Document segment.

Authors :
Presenting Author: Anna Duong, n/a – Stanford University
Aaron Kucyi, PhD – Drexel University; Zoe Lusk, BS – Stanford University; Josef Parvizi, MD/PhD – Stanford University; Julian Quabs, PhD – Heinrich Heine University Düsseldorf; James Stieger, PhD – Stanford University
Rationale:
Functions of the human insula have been explored extensively with neuroimaging methods and clinical electrical stimulation studies that have suggested a functional segregation across different anatomical subregions of the structure. However, little is known about the functional organization of the human insular cortex at the fine-parcellated microstructural chemo-cytoarchitectural level. It remains to be determined whether various responses to electrical stimulation can be topographically delineated by the microstructural diversity of the insular cortex. The present study addresses this gap of knowledge by applying a multimodal approach linking direct electrical stimulation and intracranial EEG recordings with recently discovered chemo-cytoarchitectonic map of the human insula.
Methods:
Electrical brain stimulation was performed as a clinical procedure in seventeen patients implanted with stereo-EEG electrodes in the insula for presurgical evaluation of their refractory epilepsy.
During this procedure, pairs of neighboring electrodes were selected for electrical stimulation. To determine the exact location of electrodes on the microstructural map of the human insula, the cytoarchitectonic maximum probability maps of the insula were registered to the individual brain MRI scans of each subject. We also recorded intracranial EEG signals during a gradual onset continuous performance task (gradCPT) which is designed to probe sustained top-down attention as well as bottom up attention.
Results:
Stimulation of 57 sites (40%) out of 142 total pairs induced a change in the human participants’ conscious experience in the categories of pain/temperature (53%), visceral/autonomic (14%), non-painful/non-thermal somatosensory (25%), anxiety (7%), and taste/olfactory sensations (5%) which showed a topographical allocation to microstructural areas when mapped onto the probabilistic cytoarchitectonic parcellation. In the posterior insula, significant clusters of pain/thermal responses were observed in areas lg2/ld2, while non-painful/non-thermal somatosensory responses were concentrated in area ld3. In the anterior insula, significant visceroceptive responses were elicited specifically in area Id6. In two subjects, the stimulation of the same area caused heightened anxiety. In the adjacent Id7 area coinciding with the hub of resting state “salience network”, stimulations were largely silent but intracranial EEG recordings captured significant time-locked high-frequency activity (HFA) during a task that requires detection of salient infrequent stimuli.
Conclusions:
Our findings provide causal evidence confirming a link between functional architecture of the human insular cortex and the microstructural fine-grained chemo-cytoarchitectonic organization of its subregions.

Data excerpts.
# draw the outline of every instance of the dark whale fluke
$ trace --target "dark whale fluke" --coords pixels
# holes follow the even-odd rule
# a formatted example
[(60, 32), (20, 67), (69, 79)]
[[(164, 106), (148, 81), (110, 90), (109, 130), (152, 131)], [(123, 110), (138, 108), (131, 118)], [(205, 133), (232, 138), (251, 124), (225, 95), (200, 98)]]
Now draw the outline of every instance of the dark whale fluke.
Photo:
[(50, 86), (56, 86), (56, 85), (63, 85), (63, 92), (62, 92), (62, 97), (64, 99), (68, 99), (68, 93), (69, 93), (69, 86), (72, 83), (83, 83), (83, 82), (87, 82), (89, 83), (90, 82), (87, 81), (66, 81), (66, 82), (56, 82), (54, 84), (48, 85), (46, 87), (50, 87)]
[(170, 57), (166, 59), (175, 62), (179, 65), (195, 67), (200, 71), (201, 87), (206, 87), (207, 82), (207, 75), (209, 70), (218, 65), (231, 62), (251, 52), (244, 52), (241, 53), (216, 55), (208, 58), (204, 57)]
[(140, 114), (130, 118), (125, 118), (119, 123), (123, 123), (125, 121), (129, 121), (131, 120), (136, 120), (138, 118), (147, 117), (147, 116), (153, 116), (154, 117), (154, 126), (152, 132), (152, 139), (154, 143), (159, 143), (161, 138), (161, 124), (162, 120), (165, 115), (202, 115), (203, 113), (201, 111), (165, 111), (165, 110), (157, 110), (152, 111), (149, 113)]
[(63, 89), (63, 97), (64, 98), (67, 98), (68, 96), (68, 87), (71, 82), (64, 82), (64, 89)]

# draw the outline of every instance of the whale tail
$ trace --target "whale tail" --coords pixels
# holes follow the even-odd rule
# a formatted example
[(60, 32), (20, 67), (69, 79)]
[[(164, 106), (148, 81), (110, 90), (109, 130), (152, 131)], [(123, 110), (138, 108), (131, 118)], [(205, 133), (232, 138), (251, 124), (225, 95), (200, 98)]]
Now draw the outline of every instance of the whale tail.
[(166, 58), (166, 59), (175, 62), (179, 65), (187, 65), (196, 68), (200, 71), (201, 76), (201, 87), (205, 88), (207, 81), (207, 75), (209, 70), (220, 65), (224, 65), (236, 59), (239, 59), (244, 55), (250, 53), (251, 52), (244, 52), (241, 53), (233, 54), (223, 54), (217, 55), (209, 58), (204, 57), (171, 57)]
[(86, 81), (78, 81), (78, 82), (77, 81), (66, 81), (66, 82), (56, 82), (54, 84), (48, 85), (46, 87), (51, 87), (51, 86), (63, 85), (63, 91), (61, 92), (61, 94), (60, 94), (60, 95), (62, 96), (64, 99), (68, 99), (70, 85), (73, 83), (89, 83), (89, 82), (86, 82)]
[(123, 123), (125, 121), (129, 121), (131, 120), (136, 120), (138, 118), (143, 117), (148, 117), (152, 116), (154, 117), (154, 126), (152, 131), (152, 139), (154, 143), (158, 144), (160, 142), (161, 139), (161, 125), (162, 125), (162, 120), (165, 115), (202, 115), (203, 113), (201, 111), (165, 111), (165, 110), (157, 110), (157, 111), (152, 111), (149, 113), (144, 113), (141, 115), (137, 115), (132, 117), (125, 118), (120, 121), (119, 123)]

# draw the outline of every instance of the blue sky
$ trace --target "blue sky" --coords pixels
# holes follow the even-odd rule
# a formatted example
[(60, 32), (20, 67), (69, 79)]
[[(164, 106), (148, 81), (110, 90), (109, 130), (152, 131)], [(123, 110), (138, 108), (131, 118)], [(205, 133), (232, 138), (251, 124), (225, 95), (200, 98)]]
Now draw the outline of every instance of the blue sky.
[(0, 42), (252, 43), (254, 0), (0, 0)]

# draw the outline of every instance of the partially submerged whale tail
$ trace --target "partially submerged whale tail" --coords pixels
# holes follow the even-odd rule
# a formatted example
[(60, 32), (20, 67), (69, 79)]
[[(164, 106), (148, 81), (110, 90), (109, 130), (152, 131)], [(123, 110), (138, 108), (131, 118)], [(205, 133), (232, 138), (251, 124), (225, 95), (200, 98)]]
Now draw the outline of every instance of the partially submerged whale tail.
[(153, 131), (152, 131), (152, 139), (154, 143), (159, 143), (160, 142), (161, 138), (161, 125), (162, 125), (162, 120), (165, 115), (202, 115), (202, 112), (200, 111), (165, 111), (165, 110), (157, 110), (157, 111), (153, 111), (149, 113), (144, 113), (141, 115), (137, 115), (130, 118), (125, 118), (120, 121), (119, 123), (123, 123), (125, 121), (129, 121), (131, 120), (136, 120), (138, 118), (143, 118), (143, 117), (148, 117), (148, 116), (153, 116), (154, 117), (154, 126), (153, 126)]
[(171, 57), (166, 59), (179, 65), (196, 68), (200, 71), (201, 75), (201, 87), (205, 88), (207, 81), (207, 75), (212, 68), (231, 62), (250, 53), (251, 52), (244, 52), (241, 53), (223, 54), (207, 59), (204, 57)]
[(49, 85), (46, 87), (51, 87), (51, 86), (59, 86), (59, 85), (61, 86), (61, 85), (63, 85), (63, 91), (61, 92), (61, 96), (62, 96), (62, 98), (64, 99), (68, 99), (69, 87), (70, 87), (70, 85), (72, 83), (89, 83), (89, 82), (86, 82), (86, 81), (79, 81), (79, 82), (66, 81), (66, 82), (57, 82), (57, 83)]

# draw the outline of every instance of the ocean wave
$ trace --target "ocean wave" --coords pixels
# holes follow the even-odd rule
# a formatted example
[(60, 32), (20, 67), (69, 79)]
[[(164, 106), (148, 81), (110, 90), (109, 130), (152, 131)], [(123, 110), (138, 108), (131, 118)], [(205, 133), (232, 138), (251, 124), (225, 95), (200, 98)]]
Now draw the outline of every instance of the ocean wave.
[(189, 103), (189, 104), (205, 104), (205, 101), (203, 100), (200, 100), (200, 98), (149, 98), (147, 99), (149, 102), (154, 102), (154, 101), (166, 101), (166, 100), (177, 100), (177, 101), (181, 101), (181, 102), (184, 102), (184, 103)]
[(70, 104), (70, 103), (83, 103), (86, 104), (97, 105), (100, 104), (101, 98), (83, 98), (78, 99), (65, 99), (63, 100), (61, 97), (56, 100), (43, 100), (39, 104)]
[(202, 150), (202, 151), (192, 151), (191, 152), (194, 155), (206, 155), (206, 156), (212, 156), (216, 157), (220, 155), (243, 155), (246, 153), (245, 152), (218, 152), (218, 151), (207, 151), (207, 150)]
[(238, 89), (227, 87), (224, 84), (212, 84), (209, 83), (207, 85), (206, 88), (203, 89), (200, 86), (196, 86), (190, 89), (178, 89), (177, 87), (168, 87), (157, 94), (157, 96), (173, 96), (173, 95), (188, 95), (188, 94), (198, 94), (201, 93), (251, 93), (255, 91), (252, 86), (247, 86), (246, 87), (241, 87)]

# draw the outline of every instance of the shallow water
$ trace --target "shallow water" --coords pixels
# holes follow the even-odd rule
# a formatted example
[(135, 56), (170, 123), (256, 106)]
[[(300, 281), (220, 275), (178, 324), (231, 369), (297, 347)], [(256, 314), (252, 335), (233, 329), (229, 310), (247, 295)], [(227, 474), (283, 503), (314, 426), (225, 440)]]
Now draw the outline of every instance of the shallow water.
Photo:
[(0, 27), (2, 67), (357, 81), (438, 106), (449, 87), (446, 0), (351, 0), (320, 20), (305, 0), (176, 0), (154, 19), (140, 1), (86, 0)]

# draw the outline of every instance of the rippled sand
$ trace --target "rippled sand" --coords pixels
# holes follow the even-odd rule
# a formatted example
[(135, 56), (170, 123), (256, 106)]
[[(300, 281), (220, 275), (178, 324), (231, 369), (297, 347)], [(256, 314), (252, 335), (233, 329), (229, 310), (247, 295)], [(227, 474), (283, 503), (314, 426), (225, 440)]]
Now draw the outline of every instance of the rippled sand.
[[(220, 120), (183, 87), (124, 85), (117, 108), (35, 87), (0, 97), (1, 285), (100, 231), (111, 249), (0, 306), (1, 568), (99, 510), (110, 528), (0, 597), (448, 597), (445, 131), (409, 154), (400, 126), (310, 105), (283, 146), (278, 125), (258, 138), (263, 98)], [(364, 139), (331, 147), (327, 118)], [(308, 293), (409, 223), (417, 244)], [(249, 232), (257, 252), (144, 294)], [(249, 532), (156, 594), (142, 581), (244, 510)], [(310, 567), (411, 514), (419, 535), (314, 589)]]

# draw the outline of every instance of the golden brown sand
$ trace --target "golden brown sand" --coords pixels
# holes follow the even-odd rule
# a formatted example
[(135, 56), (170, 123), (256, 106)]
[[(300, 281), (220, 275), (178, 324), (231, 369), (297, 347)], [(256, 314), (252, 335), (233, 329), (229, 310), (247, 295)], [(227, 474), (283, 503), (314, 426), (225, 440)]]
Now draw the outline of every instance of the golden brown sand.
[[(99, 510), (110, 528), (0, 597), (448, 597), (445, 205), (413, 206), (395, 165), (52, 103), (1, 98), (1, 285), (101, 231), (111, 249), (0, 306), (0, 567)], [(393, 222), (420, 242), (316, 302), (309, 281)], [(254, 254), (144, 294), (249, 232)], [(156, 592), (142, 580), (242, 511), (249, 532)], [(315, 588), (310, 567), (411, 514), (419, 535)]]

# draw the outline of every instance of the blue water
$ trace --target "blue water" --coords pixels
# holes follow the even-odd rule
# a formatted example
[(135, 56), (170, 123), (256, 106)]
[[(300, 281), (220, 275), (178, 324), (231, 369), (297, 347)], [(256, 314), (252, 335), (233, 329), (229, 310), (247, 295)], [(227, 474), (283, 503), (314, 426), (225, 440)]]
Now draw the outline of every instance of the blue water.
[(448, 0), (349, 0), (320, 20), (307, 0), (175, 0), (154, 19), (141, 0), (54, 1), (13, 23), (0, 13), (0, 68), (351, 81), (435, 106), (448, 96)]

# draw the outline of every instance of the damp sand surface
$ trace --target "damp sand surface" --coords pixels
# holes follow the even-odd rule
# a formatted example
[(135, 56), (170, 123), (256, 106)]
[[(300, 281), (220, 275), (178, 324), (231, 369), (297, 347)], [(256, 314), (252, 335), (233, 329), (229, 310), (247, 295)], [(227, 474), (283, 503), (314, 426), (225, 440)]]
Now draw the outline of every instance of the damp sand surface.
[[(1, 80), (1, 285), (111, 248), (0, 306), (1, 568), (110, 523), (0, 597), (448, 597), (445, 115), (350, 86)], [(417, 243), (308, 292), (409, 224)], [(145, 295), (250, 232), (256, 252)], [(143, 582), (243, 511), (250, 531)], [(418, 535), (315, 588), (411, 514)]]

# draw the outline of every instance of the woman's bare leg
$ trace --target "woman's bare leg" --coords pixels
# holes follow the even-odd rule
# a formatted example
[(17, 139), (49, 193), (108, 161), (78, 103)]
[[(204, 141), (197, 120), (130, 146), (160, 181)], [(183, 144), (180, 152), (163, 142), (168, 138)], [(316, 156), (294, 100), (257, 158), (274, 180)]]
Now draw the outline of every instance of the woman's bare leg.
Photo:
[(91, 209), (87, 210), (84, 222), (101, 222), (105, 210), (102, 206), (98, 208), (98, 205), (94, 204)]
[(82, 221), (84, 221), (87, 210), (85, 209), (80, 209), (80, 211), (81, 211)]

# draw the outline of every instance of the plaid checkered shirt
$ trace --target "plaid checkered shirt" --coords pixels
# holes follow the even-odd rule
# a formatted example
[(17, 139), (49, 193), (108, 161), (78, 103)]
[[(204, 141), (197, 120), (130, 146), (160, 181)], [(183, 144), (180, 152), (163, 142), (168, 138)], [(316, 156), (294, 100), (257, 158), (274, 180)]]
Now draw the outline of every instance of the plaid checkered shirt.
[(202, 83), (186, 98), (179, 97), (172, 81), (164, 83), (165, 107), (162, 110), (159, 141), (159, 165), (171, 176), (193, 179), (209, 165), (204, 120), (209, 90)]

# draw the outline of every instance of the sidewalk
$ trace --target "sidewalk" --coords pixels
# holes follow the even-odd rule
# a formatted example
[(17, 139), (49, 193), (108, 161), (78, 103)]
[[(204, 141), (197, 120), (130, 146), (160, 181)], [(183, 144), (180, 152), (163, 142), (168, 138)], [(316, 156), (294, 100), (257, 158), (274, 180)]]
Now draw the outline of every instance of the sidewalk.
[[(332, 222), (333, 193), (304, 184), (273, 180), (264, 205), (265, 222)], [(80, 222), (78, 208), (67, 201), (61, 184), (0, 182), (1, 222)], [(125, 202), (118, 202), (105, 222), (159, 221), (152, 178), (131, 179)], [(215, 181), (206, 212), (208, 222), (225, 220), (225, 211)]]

Try it.
Edit the insula study abstract: rewrite the passage starting with "During this procedure, pairs" and going on through "bottom up attention.", and change "neighboring" to "adjacent".

The answer.
During this procedure, pairs of adjacent electrodes were selected for electrical stimulation. To determine the exact location of electrodes on the microstructural map of the human insula, the cytoarchitectonic maximum probability maps of the insula were registered to the individual brain MRI scans of each subject. We also recorded intracranial EEG signals during a gradual onset continuous performance task (gradCPT) which is designed to probe sustained top-down attention as well as bottom up attention.